Boundary labeling items:
** start **

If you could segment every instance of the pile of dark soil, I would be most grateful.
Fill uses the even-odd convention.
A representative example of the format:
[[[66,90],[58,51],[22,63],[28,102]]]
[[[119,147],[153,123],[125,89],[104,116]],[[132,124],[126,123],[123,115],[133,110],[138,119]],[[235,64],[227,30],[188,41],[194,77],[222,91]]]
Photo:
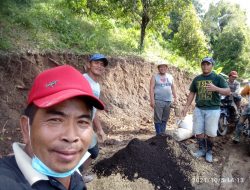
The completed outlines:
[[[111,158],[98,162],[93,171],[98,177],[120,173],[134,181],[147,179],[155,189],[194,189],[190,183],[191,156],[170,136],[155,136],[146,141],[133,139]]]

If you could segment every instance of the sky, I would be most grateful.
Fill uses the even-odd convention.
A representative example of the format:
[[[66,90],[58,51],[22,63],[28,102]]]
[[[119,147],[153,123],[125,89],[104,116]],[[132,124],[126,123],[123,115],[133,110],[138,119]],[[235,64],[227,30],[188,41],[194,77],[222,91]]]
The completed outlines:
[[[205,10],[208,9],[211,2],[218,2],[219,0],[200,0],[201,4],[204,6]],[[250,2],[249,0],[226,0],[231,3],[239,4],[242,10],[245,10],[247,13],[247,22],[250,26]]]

** end **
** start **

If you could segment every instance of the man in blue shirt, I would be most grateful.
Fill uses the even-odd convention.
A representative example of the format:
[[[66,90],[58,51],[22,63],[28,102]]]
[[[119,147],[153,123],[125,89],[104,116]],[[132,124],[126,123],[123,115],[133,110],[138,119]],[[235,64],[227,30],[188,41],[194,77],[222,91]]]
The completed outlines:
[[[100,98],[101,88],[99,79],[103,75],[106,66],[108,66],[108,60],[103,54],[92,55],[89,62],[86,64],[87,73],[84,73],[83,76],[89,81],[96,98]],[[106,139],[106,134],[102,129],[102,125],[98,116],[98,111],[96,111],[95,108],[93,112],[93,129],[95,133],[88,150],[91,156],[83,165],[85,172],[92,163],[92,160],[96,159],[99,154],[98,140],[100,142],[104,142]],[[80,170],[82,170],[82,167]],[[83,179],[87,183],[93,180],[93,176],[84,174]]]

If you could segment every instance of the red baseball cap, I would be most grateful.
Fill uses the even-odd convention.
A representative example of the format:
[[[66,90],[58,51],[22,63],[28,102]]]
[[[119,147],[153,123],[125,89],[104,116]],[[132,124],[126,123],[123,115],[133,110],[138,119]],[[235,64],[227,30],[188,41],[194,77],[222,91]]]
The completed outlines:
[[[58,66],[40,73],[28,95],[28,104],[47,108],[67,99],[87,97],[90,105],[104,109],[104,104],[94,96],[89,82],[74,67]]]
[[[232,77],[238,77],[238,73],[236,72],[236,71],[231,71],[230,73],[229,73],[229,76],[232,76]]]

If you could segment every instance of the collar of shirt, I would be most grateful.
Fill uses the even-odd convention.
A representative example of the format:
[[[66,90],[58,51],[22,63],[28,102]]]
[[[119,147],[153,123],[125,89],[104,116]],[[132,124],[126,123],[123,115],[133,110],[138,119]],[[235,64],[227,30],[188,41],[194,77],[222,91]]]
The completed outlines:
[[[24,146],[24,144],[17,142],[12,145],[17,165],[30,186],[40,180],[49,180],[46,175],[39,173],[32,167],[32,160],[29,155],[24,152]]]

** end **
** start **

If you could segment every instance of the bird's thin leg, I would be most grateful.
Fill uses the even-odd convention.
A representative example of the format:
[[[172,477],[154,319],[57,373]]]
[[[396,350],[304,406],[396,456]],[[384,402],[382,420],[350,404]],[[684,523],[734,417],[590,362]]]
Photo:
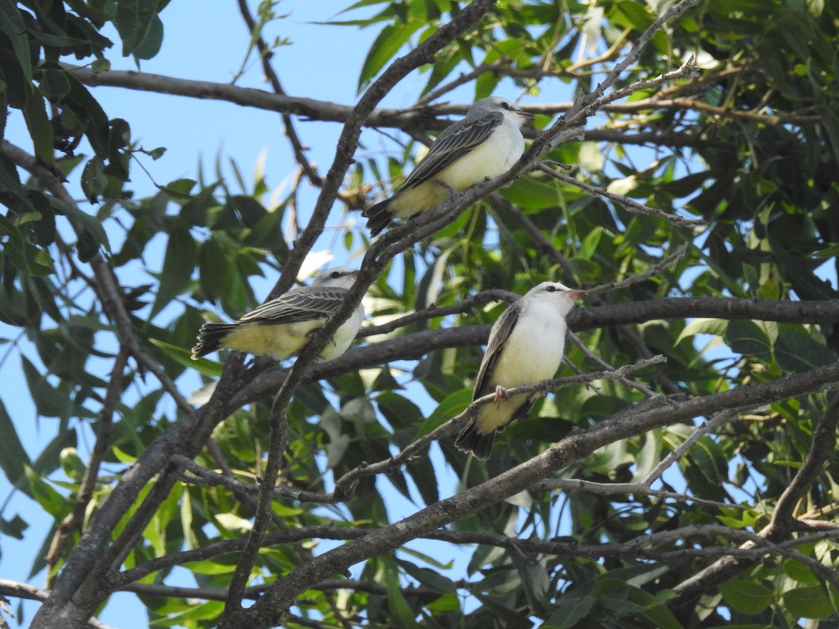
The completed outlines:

** end **

(TO DO):
Please pick out every line of the listing above that contains the word "could" and copy each one in full.

(TASK OUTPUT):
If you could segment every instance of the pile of dark soil, I would be most grateful.
If you could segment every instance of the sky, I would be most grateful.
If you could segment every instance of the man in blue shirt, I would be most grateful.
If you could segment every instance of the red baseball cap, I would be most grateful.
If you could segment every instance of the collar of shirt, I would be most grateful.
If you could segment every instance of the bird's thin leg, I would be most grateful.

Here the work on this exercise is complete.